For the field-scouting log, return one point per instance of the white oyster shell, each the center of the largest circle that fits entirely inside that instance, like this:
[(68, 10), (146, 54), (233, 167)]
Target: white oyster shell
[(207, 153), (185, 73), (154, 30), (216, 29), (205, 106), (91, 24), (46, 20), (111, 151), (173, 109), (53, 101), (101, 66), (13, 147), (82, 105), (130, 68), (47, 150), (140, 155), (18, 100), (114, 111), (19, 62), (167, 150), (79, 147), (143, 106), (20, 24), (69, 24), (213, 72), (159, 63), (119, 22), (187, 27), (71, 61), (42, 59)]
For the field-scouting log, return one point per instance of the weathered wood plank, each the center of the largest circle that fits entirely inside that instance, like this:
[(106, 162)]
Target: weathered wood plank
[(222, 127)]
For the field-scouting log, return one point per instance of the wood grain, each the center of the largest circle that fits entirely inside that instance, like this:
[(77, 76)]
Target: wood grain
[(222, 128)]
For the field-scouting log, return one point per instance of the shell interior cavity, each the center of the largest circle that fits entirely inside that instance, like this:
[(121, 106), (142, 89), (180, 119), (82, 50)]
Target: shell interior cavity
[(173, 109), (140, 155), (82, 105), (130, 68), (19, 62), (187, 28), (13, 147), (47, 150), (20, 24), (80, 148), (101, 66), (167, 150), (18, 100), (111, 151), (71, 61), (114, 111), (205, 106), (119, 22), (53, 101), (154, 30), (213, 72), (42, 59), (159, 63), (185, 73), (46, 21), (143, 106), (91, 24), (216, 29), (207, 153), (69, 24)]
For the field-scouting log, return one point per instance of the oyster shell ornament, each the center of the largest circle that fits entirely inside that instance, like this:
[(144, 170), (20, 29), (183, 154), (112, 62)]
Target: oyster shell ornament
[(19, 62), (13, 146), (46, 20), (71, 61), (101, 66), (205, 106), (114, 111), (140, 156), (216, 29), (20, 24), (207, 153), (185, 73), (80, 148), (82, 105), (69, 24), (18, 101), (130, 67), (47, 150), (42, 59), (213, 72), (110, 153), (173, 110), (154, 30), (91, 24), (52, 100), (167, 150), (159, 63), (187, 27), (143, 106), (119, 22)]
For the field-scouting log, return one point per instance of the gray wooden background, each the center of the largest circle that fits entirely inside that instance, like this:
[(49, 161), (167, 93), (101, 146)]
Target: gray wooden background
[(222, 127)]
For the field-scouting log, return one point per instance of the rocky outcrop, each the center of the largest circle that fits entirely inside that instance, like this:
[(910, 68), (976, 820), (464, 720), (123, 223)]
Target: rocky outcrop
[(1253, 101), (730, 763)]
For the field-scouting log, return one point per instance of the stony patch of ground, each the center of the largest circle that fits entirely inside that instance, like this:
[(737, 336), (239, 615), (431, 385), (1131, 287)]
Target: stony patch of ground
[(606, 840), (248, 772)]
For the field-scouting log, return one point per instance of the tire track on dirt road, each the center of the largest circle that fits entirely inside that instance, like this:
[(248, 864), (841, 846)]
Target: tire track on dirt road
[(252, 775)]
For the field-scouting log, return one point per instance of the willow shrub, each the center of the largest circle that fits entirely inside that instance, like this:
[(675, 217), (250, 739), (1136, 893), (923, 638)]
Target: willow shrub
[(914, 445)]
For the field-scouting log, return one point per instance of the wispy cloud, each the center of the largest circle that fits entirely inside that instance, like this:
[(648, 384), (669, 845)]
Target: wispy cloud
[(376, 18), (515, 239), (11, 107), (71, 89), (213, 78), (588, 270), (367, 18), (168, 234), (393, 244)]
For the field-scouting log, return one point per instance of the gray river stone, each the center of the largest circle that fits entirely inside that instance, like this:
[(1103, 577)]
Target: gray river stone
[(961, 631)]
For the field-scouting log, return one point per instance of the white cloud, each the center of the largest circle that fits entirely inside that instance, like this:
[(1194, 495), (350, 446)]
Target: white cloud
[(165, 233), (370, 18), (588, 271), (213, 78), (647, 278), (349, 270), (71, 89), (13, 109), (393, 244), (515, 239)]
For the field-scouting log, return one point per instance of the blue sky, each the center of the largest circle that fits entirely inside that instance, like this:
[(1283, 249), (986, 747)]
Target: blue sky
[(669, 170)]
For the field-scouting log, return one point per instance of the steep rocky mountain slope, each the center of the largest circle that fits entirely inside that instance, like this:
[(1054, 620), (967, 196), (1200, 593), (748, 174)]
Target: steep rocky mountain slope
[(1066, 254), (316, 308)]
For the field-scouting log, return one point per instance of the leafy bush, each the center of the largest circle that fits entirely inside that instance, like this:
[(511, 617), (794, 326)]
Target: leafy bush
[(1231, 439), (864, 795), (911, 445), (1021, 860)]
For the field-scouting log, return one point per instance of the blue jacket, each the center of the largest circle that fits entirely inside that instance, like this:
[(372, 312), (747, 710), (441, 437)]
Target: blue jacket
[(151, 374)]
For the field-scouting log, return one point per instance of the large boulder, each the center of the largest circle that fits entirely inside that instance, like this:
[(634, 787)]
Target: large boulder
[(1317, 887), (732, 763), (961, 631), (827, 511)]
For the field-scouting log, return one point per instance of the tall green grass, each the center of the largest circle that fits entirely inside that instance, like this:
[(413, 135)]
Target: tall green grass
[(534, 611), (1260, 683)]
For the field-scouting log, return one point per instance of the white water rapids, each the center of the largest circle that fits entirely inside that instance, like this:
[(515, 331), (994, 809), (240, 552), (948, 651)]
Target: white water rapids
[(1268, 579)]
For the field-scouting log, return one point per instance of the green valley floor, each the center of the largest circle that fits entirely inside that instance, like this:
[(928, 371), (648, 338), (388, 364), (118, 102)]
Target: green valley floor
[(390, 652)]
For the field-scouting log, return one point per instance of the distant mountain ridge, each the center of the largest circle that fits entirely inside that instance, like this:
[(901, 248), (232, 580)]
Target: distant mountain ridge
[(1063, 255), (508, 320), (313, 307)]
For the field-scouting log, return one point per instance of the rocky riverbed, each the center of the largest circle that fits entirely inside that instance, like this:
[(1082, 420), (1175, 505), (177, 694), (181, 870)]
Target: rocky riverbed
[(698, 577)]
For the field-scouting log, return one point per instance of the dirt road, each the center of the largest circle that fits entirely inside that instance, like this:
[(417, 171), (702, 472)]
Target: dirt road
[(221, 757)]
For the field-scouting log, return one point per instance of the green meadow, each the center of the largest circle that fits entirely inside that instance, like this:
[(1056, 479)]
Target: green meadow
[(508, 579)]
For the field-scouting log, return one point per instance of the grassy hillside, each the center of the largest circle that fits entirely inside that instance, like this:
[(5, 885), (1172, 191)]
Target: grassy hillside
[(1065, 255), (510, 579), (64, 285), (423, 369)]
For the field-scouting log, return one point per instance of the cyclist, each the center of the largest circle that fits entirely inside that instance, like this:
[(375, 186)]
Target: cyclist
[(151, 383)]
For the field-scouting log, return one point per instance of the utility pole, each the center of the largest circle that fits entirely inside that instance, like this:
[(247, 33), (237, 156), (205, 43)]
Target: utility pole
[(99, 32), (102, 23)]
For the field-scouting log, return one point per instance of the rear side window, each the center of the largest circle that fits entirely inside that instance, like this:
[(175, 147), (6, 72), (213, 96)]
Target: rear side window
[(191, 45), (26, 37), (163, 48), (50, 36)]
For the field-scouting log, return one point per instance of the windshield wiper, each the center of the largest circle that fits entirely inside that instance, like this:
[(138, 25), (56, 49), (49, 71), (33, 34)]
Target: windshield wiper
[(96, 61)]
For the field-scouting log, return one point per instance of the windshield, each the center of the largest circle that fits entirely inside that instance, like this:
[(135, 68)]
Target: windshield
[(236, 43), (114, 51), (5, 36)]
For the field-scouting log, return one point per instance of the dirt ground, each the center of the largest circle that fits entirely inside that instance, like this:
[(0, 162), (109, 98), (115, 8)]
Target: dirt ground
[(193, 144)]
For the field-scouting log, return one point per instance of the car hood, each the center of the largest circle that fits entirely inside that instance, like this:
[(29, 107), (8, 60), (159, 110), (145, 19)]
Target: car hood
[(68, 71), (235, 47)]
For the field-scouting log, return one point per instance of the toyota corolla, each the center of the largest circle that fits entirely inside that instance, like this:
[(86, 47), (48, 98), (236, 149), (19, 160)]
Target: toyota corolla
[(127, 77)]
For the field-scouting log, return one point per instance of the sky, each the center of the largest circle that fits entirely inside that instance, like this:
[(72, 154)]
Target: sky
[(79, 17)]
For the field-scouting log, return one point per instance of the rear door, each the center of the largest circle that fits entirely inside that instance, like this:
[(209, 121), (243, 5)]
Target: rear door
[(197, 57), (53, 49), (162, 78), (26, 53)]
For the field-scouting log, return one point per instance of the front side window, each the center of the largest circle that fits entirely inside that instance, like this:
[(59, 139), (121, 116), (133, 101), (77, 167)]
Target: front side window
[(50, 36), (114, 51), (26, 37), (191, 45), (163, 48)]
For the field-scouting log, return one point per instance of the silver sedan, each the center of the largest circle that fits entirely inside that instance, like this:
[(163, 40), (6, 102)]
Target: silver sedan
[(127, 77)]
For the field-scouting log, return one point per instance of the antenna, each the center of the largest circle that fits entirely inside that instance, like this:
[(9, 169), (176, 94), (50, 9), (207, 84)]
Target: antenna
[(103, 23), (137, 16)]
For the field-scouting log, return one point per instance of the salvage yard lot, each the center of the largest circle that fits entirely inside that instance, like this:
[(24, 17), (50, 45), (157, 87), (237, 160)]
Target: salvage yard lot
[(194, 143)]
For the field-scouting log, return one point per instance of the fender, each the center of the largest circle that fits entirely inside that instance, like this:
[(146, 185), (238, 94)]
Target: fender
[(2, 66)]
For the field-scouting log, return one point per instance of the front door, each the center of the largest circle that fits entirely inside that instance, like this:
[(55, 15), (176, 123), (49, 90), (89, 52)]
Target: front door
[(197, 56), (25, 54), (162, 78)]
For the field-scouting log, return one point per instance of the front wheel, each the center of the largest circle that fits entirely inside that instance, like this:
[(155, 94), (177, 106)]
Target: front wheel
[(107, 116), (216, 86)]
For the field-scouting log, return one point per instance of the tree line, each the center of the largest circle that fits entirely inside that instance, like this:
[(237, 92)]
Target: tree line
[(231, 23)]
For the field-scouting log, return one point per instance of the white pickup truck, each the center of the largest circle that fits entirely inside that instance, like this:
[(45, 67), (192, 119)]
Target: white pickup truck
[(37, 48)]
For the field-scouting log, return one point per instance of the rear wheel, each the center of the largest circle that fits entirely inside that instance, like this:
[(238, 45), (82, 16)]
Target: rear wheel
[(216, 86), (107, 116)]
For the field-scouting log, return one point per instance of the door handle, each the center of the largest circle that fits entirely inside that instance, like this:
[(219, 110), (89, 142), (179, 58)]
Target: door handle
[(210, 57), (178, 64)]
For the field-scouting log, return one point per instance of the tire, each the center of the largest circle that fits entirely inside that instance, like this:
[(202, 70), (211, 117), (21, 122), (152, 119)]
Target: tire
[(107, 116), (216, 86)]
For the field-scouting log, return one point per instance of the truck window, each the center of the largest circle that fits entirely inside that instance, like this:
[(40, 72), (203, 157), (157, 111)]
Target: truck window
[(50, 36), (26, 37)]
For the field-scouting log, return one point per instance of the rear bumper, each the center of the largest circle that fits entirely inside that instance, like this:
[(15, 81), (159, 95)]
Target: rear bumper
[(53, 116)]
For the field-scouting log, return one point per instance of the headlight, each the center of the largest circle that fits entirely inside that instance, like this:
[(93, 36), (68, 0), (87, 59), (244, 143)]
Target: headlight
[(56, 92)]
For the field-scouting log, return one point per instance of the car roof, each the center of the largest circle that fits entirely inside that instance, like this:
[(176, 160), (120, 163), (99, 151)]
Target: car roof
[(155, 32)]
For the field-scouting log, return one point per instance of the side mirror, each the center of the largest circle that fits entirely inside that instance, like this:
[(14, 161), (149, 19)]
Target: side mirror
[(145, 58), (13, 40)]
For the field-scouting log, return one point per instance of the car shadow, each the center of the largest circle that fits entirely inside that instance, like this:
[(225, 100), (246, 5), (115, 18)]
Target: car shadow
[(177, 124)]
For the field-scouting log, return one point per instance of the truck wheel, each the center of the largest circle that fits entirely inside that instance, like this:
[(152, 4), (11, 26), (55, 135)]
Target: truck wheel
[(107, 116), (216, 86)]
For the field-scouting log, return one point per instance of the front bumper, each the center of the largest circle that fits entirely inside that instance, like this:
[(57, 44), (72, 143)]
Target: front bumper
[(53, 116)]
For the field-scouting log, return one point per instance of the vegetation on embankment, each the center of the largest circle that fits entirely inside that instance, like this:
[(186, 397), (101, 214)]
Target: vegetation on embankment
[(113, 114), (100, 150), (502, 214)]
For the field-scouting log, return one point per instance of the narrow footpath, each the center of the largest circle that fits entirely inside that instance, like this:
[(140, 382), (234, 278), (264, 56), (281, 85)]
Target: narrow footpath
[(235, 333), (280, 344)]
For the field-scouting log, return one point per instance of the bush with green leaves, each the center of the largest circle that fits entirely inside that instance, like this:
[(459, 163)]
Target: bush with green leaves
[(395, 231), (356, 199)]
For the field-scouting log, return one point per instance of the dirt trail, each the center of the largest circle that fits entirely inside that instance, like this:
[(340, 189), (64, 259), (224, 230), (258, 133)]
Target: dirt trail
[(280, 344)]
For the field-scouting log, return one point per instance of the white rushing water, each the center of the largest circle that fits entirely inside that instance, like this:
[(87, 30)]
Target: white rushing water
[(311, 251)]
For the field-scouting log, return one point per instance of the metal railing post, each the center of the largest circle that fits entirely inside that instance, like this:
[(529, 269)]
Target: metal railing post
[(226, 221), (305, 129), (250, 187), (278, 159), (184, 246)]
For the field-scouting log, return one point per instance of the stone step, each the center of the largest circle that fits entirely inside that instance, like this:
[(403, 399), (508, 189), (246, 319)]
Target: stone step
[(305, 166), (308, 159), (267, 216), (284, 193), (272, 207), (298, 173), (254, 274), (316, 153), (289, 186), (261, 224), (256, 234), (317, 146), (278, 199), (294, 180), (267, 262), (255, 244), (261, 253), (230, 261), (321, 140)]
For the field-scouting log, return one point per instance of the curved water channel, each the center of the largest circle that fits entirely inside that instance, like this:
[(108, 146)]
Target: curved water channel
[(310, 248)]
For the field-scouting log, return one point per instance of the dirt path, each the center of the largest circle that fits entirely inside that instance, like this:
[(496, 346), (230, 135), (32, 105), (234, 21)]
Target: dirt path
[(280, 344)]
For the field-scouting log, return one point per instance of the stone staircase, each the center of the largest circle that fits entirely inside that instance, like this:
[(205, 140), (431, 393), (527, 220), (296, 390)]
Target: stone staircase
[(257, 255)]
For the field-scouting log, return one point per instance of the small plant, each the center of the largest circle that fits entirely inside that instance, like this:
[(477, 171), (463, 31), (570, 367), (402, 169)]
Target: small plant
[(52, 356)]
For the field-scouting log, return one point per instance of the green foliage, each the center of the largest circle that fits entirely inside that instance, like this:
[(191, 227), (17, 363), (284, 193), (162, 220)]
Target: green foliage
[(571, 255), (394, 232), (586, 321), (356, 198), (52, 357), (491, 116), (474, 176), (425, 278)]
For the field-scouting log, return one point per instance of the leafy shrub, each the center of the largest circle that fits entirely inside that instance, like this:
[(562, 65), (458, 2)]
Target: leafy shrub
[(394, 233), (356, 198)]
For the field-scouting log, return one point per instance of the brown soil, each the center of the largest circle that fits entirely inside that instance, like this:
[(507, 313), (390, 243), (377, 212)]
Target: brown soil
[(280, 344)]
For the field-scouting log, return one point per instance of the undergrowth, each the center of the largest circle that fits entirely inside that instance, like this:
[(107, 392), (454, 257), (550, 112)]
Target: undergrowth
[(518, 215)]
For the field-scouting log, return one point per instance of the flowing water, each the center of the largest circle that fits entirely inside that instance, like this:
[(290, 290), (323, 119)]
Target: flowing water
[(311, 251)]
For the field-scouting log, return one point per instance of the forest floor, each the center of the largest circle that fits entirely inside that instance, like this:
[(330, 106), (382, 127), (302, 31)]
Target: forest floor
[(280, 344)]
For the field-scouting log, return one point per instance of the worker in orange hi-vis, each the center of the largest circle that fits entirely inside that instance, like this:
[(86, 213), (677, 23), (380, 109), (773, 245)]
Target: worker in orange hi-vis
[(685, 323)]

■ Goal
Output the lines above, from the line containing "the white pickup" through the line containing "[(210, 57), (178, 64)]", as a Markdown table with the columns Row and Line. Number each line in Row, put its text in Line, and omit blank lines.

■ Exercise answer
| Row | Line |
|---|---|
| 1 | For the field-scouting log, return one point per instance of the white pickup truck, each the center of the largest circle that fits entirely inside that instance, like this: |
| 2 | [(45, 67), (192, 119)] |
| 3 | Target: white pickup truck |
| 4 | [(37, 48)] |
| 5 | For the field-scouting log, return one point per instance of the rear wheel, each the center of the largest circle that fits entirely inside that instance, like this: |
| 6 | [(238, 45), (82, 16)] |
| 7 | Target: rear wheel |
| 8 | [(216, 86), (107, 116)] |
| 9 | For the field-scouting log, return one point per instance of the door handle, each the center of the largest circle that fits entirely inside that instance, like this: |
| 10 | [(219, 110), (89, 142), (179, 58)] |
| 11 | Target: door handle |
| 12 | [(210, 57), (178, 64)] |